-- START EXTRACTED INFORMATION --

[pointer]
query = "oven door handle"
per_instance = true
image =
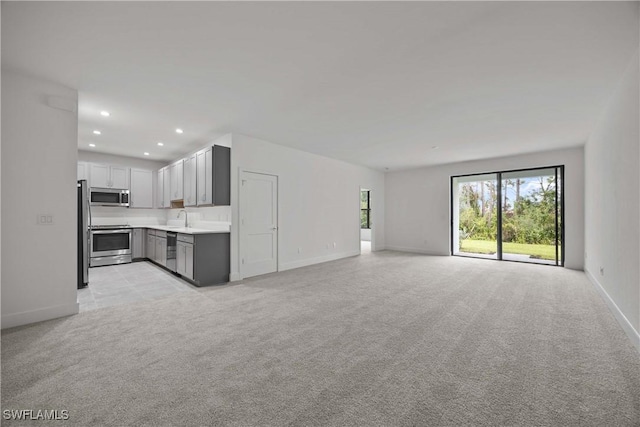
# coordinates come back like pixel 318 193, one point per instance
pixel 110 231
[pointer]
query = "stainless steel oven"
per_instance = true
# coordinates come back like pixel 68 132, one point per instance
pixel 109 197
pixel 110 245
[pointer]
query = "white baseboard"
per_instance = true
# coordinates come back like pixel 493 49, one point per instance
pixel 633 335
pixel 33 316
pixel 317 260
pixel 413 250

-- END EXTRACTED INFORMATION --

■ **EXERCISE OBJECTIVE**
Lay out every one of the entries above as a two-column CSV with the headers text and points. Give one row per entry, with the entry's text and its answer each in a single quoted field, line breaks replaced by spaces and the pictures left out.

■ **SOLUTION**
text,points
"[pointer] query = ""oven door handle"" per_instance = true image = # coordinates come back like pixel 318 193, one point per instance","pixel 110 231"
"[pointer] query = ""stainless steel oven"" per_instance = true # coordinates come back like pixel 68 132, one point per instance","pixel 109 197 pixel 110 245"
"[pointer] query = ""white baseboard"" per_instance = true # coordinates come back like pixel 493 49, one point per instance","pixel 633 335 pixel 33 316 pixel 317 260 pixel 413 250"